## Compito da svolgere
Quali Stati, città e regioni sono nominati nel testo sulle forniture di gas russo all'Europa? Elencali una sola volta ciascuno, nell'ordine in cui compaiono.
== Testo citato
Ormai dal 2006 ricorrono tensioni con l’Ucraina che fanno tremare gli europei per l’eventualità che Mosca chiuda i rubinetti, dato che l’UE dipende dalla Russia per circa il 30% del suo fabbisogno di gas e che metà del gas russo arriva nell’Unione passando per l’Ucraina. Spinti dalla preoccupazioni per la sicurezza energetica, negli ultimi anni gli Stati europei hanno costruito nuove infrastrutture per approvvigionarsi di gas e ne stanno realizzando altre ancora: secondo i dati Eurogas, la rete gas europea è aumentata di 200mila km, da 2 a 2,2 milioni di km dal 2010 ad oggi (anche se va detto che nel frattempo un nuovo Stato membro è entrato nell’Unione) ed è in programma la realizzazioni di nuove condotte, come la Trans Atlantic Pipeline o TAP che dovrebbe approdare in Puglia (vedi mappa sotto, si ingrandisce cliccando).
====
== Materiale fornito
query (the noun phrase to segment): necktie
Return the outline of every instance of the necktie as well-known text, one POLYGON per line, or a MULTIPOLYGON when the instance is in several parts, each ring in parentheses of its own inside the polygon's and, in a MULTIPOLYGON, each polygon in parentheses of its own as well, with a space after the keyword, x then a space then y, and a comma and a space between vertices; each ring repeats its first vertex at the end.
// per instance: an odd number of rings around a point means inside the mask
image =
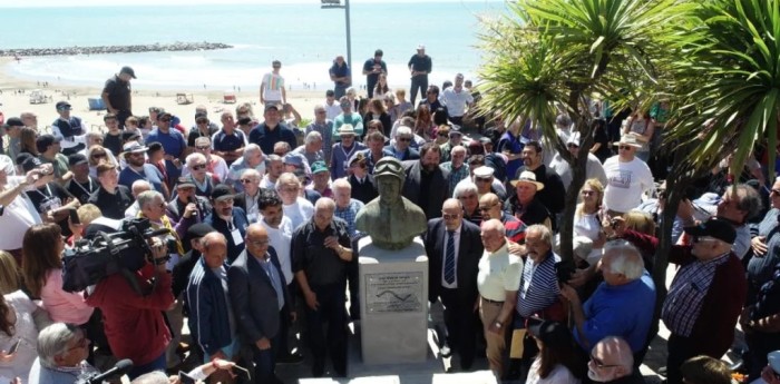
====
## Risultato del compito
Ucraina
Mosca
Russia
Puglia